◆ **Exercise brief**: In the caption post below, who is identified as being on the far left?

◆ **Document extract**:
══════════
Friday, October 08, 2010

Wide Load

Duke of Red

Have I done this already? Meh, who cares.

1. "Mrs. Obama, that skirt is gorgeous. Does it come in sizes for attractive women?

2. The two slender women fought in vain having already passed the event horizon of M'Chel's ass.

3. One M'Chel really is worth 4 Jackie O's... if measured in terms of ass-weight.

4. M'Chel proved herself the epitome of Chicago-style class and sophistication by winning the subsequent belching contest.

5. Thinking back to Malia's "Did you plug that hole, daddy?" comment, the other ladies could not stop snickering.


Best of Submariner
Voice over: "anyone wearing a white shirt may leave. Now."
dub's interview weeded out some applicants for his housekeeping staff quicker than others.

Best of dub
OMG! She really does have 2 smaller women orbiting around her!

Best of Oiao
She kind of has the shape of a pancake syrup bottle...... can't quite remember the name. Ant G somthing or other.

Best of dadoctah
Badink, badank, badonkadonk-donk.

Best of Obama
Have I done this already? Meh, who cares.
Let me be clear. I said the same thing to myself just yesterday afternoon when Michelle was feeling amorous.

Best of DaveP.
Did you ever wonder why, during the 2008 election season, the women's mags kept on talking up Michelle's ARMS as being her best feature? Well, now you know why.

Best of Jay Guevara
Princess Letizia of Spain (far left): "How come she's got a chalk mark partway around her dress?"
Carla Bruni (middle): "Shhh."

Best of blue
3 hopefuls entering the Ray Bradbury conference

Best of divine miss m
They're skinnier, they're prettier, they're younger, plus they get to live in countries more socialist than hers.
══════════
◆ **Material**:
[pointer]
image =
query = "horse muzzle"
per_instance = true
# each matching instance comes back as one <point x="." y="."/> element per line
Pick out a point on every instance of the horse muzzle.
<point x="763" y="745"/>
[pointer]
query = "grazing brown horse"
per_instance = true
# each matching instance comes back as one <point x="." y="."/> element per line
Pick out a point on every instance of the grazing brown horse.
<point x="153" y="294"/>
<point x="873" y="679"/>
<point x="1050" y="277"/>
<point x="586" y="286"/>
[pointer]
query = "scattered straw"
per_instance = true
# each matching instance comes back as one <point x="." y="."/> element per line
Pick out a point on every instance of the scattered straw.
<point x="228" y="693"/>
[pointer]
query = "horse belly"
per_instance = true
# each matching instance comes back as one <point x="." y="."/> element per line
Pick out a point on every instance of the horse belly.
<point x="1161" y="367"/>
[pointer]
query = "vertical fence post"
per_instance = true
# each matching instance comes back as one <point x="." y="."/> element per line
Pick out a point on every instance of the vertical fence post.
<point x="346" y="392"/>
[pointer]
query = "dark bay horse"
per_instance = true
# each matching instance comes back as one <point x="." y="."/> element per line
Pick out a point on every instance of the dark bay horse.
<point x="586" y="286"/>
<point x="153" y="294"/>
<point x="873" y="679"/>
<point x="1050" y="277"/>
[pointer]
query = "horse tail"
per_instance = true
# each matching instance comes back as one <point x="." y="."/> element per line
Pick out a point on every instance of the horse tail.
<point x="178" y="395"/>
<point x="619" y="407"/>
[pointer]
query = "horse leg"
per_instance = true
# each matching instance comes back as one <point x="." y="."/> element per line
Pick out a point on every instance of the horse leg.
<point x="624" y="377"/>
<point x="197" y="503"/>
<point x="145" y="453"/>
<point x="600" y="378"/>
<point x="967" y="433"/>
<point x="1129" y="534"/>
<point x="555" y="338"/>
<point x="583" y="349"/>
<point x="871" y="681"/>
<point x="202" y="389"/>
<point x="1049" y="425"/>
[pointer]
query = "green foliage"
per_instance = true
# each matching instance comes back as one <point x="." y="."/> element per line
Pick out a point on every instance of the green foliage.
══════════
◆ **Correct answer**: Princess Letizia of Spain.